[Passage for review]
<<<<

Multiple versions? Really? Yeah. Really.

I knew there were four gospels, but not much else about the New Testament. I am learning a lot. Mostly what I seem to be learning is how little I actually know. It is a humbling experience.

The cost of this adventure is as daunting as the amount of work it involves. School leaves me no time for work that would bring in money, so this term I am relying on financial aid and student loans. Looking long term, though, I can't afford to do that every year. Graduating with $75,000 in student loan debt is crazy. There is no ministry job on the planet that I could get that would make those student loan payments.

So this week I spoke with a friend of mine that I know from meetings. She's got some family money of the very, very old variety, and I know she does a far bit of philanthropy. She supported a series of 11th step retreats for women that I coordinated a few years ago and really liked them, so I am a known entity to her. I told her that I'd like to ask for her help, and she said to call her on Saturday. So call her I did, and she wasn't home so I left a message. Last night after I got home from doing errands, she returned my call.

We chatted about school, about how seminary is graduate school, so the classes are seminars and the work is intense, and about what classes I have to take and what my faith requires of me in addition, and about the Bible and the gospels and the men who wrote them, and AA and ministry and a little bit about my hopes.

Then she asked how much I needed.

I had no idea what to say. I need a lot in order to not graduate with a ton of debt. I told her that I did not know what or how much to ask for. It was honest.

So she threw out a figure.

I can give you X a year. Will that work?

Her figure had one more zero on it than I had dreamed of asking for.

I gulped and stammered and sputtered and very nearly cried.

She laughed and told me to thank God, not her. She's glad to do it.

I sputtered some more.

I heard her get out a pencil and a piece of paper.

"I'll send it to you," she said. "Now, hon, what's your last name?"

Yeah.

What's your last name?

She knows me from meetings. We don't use last names there.

But she was willing to write me a check with what I consider a lot of zeros on it, without ever knowing my last name.

It's the kind of thing to make me sing praises to Jesus and Yahweh, and the Buddha and Krishna and Gamesh and the Prophet Mohammad and all their saints. No kidding. I am blessed.

Now my job is to do well in school. I don't have to worry like I did about how I will pay the electric bill or buy heating oil this year. I'm OK. I've got some breathing room. And I am going to be OK next year and the year after, too. She's offered to write that same check each year that I am in school.

I am blessed. And humbled. And honored.

And I have reading to do.

>>>>

[Data to examine]
<<<<

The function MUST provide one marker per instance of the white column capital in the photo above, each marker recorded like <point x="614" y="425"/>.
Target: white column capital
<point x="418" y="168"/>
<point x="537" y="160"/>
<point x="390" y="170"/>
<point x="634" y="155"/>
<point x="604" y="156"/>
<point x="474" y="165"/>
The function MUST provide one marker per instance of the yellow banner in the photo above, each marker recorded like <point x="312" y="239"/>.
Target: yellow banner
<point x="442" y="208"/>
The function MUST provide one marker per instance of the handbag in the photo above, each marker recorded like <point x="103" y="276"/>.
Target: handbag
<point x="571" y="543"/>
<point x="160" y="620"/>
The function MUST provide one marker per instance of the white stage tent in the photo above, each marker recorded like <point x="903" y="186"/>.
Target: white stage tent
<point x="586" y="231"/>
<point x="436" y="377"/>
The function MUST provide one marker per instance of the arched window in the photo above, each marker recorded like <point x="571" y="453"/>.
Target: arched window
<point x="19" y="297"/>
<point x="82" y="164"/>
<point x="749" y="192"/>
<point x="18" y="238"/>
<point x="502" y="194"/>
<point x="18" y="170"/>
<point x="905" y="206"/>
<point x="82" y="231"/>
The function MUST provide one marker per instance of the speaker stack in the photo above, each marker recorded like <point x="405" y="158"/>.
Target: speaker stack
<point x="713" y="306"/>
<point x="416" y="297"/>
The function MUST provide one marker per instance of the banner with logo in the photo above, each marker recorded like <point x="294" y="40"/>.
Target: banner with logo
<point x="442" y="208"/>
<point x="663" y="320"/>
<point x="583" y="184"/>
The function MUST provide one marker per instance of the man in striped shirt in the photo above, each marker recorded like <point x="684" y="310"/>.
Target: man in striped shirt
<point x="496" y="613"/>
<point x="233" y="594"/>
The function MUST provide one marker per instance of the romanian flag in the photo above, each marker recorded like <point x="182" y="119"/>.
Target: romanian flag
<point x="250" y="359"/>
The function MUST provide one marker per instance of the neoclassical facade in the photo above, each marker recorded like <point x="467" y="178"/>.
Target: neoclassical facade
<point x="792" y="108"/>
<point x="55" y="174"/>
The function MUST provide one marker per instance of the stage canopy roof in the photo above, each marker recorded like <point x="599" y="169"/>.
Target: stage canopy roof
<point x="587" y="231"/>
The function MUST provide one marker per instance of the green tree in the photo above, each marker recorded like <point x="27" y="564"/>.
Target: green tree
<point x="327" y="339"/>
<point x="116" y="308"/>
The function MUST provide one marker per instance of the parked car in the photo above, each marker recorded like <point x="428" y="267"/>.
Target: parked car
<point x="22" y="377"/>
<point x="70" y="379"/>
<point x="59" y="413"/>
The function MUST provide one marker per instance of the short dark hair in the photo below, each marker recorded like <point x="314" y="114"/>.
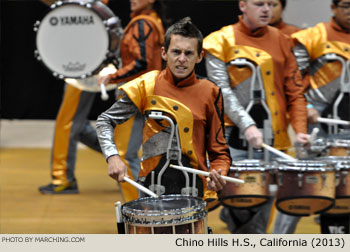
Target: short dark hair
<point x="335" y="2"/>
<point x="185" y="28"/>
<point x="283" y="3"/>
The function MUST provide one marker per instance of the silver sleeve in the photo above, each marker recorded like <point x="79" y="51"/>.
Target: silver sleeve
<point x="216" y="71"/>
<point x="302" y="57"/>
<point x="119" y="112"/>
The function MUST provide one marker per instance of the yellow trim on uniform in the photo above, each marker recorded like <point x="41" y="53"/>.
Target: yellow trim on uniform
<point x="221" y="44"/>
<point x="64" y="122"/>
<point x="316" y="43"/>
<point x="141" y="93"/>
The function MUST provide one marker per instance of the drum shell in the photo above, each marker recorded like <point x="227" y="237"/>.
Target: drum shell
<point x="254" y="192"/>
<point x="186" y="219"/>
<point x="338" y="147"/>
<point x="307" y="190"/>
<point x="342" y="182"/>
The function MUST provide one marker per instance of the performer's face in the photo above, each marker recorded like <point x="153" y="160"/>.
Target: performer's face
<point x="256" y="13"/>
<point x="276" y="11"/>
<point x="181" y="56"/>
<point x="139" y="5"/>
<point x="342" y="13"/>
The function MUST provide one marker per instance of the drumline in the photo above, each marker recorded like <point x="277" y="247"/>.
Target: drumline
<point x="305" y="187"/>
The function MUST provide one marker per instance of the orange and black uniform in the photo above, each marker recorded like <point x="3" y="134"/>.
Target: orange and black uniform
<point x="270" y="52"/>
<point x="140" y="52"/>
<point x="321" y="78"/>
<point x="199" y="122"/>
<point x="279" y="71"/>
<point x="287" y="29"/>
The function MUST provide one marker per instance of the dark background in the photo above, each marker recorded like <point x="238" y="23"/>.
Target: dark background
<point x="29" y="91"/>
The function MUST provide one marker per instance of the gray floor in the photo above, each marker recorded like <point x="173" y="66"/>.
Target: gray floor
<point x="27" y="133"/>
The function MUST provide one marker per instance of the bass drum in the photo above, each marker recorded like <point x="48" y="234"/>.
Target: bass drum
<point x="76" y="39"/>
<point x="305" y="187"/>
<point x="257" y="176"/>
<point x="168" y="214"/>
<point x="342" y="183"/>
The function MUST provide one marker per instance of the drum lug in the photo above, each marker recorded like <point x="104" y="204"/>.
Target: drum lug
<point x="237" y="176"/>
<point x="157" y="188"/>
<point x="58" y="3"/>
<point x="345" y="174"/>
<point x="280" y="179"/>
<point x="337" y="179"/>
<point x="189" y="191"/>
<point x="37" y="55"/>
<point x="36" y="26"/>
<point x="300" y="179"/>
<point x="263" y="177"/>
<point x="323" y="176"/>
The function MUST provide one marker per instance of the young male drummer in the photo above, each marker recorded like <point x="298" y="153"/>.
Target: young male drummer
<point x="265" y="47"/>
<point x="323" y="77"/>
<point x="193" y="104"/>
<point x="140" y="52"/>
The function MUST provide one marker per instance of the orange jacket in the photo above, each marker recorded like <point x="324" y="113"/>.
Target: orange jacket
<point x="324" y="38"/>
<point x="272" y="51"/>
<point x="287" y="29"/>
<point x="140" y="48"/>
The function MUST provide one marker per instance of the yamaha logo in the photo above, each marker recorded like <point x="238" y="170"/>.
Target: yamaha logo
<point x="71" y="20"/>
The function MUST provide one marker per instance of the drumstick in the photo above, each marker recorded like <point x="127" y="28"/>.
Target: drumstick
<point x="313" y="135"/>
<point x="203" y="173"/>
<point x="104" y="95"/>
<point x="110" y="69"/>
<point x="332" y="121"/>
<point x="140" y="187"/>
<point x="277" y="152"/>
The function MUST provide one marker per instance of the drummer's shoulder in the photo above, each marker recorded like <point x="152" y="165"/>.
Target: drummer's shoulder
<point x="144" y="78"/>
<point x="204" y="84"/>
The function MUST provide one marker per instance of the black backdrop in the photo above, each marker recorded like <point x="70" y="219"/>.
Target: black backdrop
<point x="29" y="91"/>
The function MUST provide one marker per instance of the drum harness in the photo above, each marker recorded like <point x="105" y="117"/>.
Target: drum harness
<point x="344" y="87"/>
<point x="173" y="154"/>
<point x="320" y="145"/>
<point x="257" y="96"/>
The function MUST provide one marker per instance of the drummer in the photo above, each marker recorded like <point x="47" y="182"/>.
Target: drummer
<point x="322" y="77"/>
<point x="194" y="104"/>
<point x="250" y="39"/>
<point x="140" y="52"/>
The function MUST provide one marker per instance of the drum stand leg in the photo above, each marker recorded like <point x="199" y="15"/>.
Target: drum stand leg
<point x="173" y="154"/>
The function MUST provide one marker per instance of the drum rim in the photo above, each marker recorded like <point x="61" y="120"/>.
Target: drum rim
<point x="282" y="199"/>
<point x="75" y="2"/>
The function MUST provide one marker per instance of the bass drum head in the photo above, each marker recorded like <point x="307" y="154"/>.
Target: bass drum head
<point x="72" y="41"/>
<point x="167" y="214"/>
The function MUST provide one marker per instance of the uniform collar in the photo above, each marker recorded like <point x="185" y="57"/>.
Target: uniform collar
<point x="242" y="26"/>
<point x="188" y="81"/>
<point x="279" y="24"/>
<point x="337" y="27"/>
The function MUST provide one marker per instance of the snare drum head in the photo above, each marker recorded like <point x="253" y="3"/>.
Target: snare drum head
<point x="167" y="209"/>
<point x="250" y="165"/>
<point x="72" y="41"/>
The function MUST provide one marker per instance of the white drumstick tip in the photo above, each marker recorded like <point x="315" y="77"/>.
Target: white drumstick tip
<point x="104" y="95"/>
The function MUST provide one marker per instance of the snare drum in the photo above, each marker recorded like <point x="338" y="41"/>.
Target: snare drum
<point x="338" y="147"/>
<point x="305" y="187"/>
<point x="168" y="214"/>
<point x="76" y="39"/>
<point x="257" y="176"/>
<point x="342" y="182"/>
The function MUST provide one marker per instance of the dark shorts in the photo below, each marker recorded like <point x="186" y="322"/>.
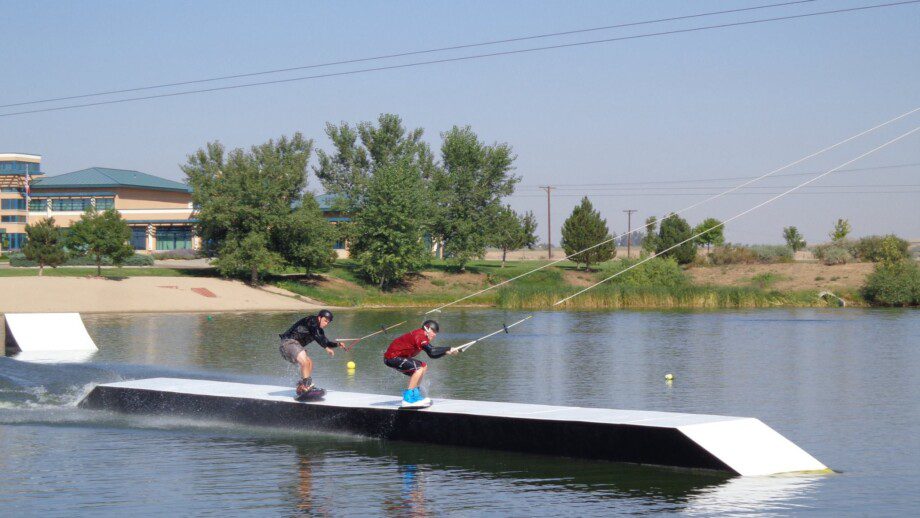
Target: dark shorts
<point x="289" y="349"/>
<point x="407" y="366"/>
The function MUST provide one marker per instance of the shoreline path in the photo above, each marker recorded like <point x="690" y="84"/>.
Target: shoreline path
<point x="141" y="295"/>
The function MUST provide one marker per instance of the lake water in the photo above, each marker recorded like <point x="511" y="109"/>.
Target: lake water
<point x="842" y="384"/>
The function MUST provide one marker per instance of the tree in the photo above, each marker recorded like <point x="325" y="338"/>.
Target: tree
<point x="388" y="238"/>
<point x="305" y="240"/>
<point x="841" y="230"/>
<point x="673" y="230"/>
<point x="585" y="228"/>
<point x="711" y="232"/>
<point x="651" y="228"/>
<point x="247" y="207"/>
<point x="468" y="188"/>
<point x="529" y="227"/>
<point x="507" y="231"/>
<point x="794" y="239"/>
<point x="44" y="245"/>
<point x="360" y="150"/>
<point x="101" y="235"/>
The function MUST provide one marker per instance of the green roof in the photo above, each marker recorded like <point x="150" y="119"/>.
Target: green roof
<point x="104" y="177"/>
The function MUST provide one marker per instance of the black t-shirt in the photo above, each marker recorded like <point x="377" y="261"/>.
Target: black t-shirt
<point x="307" y="330"/>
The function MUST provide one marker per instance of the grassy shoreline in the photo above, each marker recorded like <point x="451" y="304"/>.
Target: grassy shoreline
<point x="439" y="284"/>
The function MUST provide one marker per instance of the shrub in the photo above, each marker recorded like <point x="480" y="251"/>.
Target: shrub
<point x="877" y="249"/>
<point x="660" y="271"/>
<point x="179" y="254"/>
<point x="895" y="284"/>
<point x="832" y="255"/>
<point x="770" y="254"/>
<point x="732" y="254"/>
<point x="136" y="260"/>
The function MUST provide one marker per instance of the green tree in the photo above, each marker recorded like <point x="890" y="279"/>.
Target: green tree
<point x="247" y="207"/>
<point x="507" y="231"/>
<point x="794" y="239"/>
<point x="674" y="230"/>
<point x="388" y="238"/>
<point x="305" y="240"/>
<point x="529" y="228"/>
<point x="468" y="188"/>
<point x="841" y="230"/>
<point x="585" y="228"/>
<point x="45" y="244"/>
<point x="358" y="151"/>
<point x="101" y="235"/>
<point x="651" y="234"/>
<point x="711" y="232"/>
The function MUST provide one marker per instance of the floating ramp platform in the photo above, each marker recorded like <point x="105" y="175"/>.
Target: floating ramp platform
<point x="740" y="445"/>
<point x="36" y="333"/>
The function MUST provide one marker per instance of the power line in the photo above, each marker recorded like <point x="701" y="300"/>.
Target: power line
<point x="406" y="54"/>
<point x="466" y="58"/>
<point x="726" y="178"/>
<point x="742" y="213"/>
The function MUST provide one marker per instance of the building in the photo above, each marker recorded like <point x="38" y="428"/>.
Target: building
<point x="16" y="169"/>
<point x="159" y="211"/>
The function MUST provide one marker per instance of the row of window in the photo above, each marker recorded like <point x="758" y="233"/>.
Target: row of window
<point x="12" y="241"/>
<point x="15" y="204"/>
<point x="70" y="204"/>
<point x="19" y="167"/>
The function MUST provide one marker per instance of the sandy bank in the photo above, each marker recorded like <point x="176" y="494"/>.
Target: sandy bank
<point x="140" y="294"/>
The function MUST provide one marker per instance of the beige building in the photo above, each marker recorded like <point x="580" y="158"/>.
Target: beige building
<point x="159" y="211"/>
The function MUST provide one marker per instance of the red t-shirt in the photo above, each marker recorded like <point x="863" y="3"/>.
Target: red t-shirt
<point x="407" y="345"/>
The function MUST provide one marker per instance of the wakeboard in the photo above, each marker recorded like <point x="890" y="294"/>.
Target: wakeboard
<point x="313" y="394"/>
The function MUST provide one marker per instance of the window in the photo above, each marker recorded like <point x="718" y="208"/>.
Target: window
<point x="138" y="237"/>
<point x="19" y="204"/>
<point x="69" y="204"/>
<point x="104" y="203"/>
<point x="174" y="238"/>
<point x="15" y="241"/>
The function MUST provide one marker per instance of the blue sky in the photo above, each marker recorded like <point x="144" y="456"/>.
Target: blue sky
<point x="721" y="103"/>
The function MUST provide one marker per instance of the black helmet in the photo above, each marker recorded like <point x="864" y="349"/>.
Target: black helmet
<point x="432" y="326"/>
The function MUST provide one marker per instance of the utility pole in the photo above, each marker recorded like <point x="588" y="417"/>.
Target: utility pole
<point x="629" y="232"/>
<point x="549" y="229"/>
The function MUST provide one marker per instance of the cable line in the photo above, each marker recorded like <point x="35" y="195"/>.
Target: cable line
<point x="736" y="216"/>
<point x="405" y="54"/>
<point x="465" y="58"/>
<point x="796" y="162"/>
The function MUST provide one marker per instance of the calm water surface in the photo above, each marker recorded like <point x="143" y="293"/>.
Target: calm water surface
<point x="842" y="384"/>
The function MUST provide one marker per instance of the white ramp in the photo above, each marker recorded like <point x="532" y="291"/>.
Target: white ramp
<point x="47" y="332"/>
<point x="741" y="445"/>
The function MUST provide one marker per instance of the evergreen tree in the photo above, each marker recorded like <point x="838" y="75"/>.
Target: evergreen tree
<point x="246" y="207"/>
<point x="711" y="232"/>
<point x="468" y="188"/>
<point x="649" y="243"/>
<point x="674" y="230"/>
<point x="388" y="239"/>
<point x="101" y="235"/>
<point x="508" y="231"/>
<point x="585" y="228"/>
<point x="794" y="239"/>
<point x="45" y="244"/>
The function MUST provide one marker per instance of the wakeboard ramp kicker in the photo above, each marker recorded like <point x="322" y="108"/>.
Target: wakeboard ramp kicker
<point x="739" y="445"/>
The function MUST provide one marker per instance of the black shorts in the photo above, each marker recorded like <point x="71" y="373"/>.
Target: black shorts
<point x="407" y="366"/>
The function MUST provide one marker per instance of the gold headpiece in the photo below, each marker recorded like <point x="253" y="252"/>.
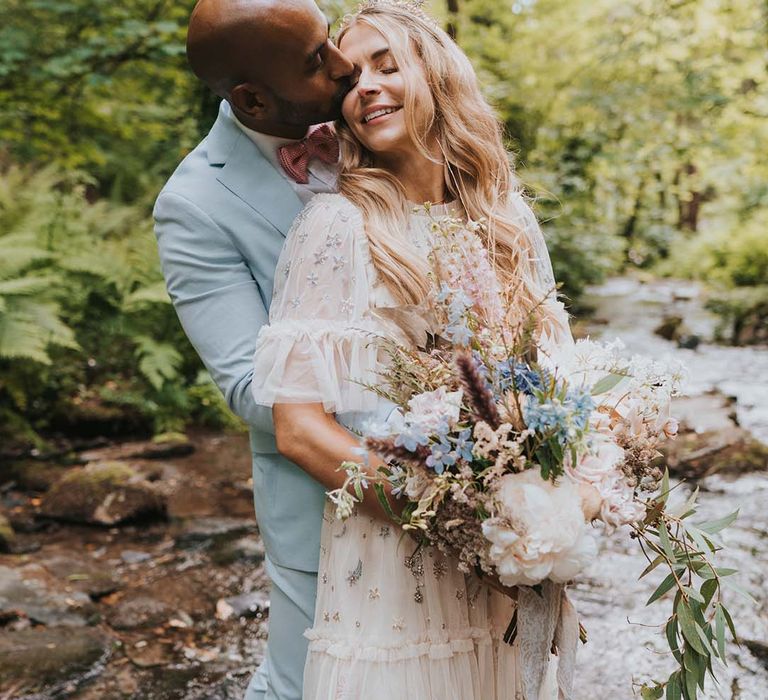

>>>>

In the post about paying for seminary, what amount of student loan debt does the writer call crazy to graduate with?

[Exercise solution]
$75,000